### EXERCISE BRIEF
When you reproduce the data, keep every word exactly as it stands and leave the pictures out.
————————
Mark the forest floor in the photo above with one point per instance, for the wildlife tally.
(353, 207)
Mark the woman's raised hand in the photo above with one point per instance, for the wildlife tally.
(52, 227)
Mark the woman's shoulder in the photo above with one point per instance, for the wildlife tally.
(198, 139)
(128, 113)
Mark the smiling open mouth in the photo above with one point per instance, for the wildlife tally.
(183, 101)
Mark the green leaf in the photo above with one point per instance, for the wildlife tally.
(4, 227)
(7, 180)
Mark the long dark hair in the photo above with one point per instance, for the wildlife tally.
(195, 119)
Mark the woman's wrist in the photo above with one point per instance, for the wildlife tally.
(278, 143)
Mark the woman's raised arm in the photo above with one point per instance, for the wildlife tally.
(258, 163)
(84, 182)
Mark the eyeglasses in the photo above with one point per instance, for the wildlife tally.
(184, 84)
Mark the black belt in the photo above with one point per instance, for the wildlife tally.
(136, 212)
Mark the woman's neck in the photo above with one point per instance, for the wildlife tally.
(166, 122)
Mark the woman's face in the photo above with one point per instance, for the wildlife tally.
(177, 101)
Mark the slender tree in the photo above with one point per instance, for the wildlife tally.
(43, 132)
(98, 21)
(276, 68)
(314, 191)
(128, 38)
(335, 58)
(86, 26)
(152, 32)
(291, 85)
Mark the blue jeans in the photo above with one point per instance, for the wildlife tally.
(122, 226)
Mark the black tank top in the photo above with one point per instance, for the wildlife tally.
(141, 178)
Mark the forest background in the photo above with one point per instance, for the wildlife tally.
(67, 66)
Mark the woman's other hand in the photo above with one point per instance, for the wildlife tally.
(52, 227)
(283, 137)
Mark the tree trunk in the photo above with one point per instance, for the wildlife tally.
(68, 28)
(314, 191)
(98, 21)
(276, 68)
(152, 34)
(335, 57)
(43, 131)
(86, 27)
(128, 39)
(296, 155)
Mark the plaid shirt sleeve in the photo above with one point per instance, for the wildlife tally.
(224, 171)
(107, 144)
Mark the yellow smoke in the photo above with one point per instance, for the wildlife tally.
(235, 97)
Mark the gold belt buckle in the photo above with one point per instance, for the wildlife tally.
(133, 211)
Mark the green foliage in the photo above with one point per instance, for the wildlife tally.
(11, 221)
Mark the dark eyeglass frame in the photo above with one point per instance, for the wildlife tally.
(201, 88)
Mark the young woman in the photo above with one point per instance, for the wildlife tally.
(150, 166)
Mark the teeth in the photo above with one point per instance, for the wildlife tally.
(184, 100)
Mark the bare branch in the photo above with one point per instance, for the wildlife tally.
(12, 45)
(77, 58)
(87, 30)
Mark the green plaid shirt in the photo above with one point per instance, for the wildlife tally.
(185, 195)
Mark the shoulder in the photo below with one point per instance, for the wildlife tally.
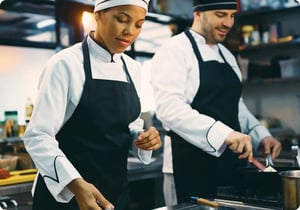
————————
### COMPLETED EXERCISE
Mark the forest floor in the photo above with one point per instance, for the wildlife tally.
(353, 207)
Mark the woman's raised hand in the photo above with one point per instance, for the wildlife tally.
(52, 227)
Mark the woman's shoulder in the photo above with one point per instance, for the wildlife tally.
(198, 139)
(128, 113)
Mark the smiling open mouth in the photo above with one point per instance, for the wildlife tally.
(183, 101)
Mark the green leaf in the photo above with one point per instance, for the wildlife tally.
(4, 227)
(7, 180)
Mark the long dark hair in the photo above with one point per instance, for the wildlife tally.
(195, 119)
Mark the woman's wrist in the photo above with one point per instance, for the wildlife tally.
(278, 143)
Mark the woman's raised arm in the photo above with one point per instance, for the wildlife tally.
(258, 163)
(84, 182)
Mark the eyeglasses in the photo above with one point per instance, for the wildlife tally.
(184, 84)
Mark the black belt in the photo above with one point per instance, for the wildlife tally.
(136, 212)
Mark the woman's neck in the photo above with one point per instance, for the wildlife tally.
(166, 122)
Mark the woman's face in the photo above with one point per instance, for the wildlife tally.
(177, 101)
Mark the slender tree in the photo above with one point per instance, for the wildlife tally.
(43, 132)
(98, 21)
(276, 68)
(314, 191)
(128, 38)
(335, 58)
(86, 26)
(152, 32)
(291, 85)
Mark the blue jeans in the photo above with one point per instance, for the wildlife tally.
(122, 226)
Mark the black tank top in the photo above with one point per instance, for the wildlife tally.
(141, 178)
Mark the forest background in the photo above with one point per instance, for the wildlife tally.
(67, 66)
Mark the woman's other hand in the photo above with one point per instance, for the wildlife tally.
(52, 227)
(283, 137)
Mark the tree trunk in the photo above with one point per instance, for the wildlife tally.
(68, 28)
(314, 191)
(98, 21)
(276, 68)
(152, 34)
(335, 57)
(43, 131)
(86, 27)
(128, 39)
(296, 155)
Mark the plaid shirt sleeve in the photo above with one point per instance, for the wildlife tally.
(224, 171)
(107, 144)
Mark the yellow smoke in the photo above with one point per instance, for the wildlife tally.
(235, 97)
Mark the gold belt buckle in the photo above with one point per instance, for the wildlife tally.
(133, 211)
Mark the green foliage in the photo above with one point per instance, for the wildlife tally.
(11, 221)
Mark the dark eyeglass frame in the photo above with one point per instance, for the wildlife tally.
(201, 88)
Mark the young woman in the photo above with one point per instance, for the wildlife tally.
(150, 166)
Mark the teeth in the photo above with one point per instance, for the wildlife tally.
(184, 100)
Mark the bare branch in the photo above with one point per instance, for the wildlife tally.
(12, 45)
(77, 58)
(87, 30)
Mark the green plaid shirt in the photo above with one point per instance, for the wildlife tally.
(185, 195)
Mark the shoulder in the photo below with one point per instance, for the wildlife tally.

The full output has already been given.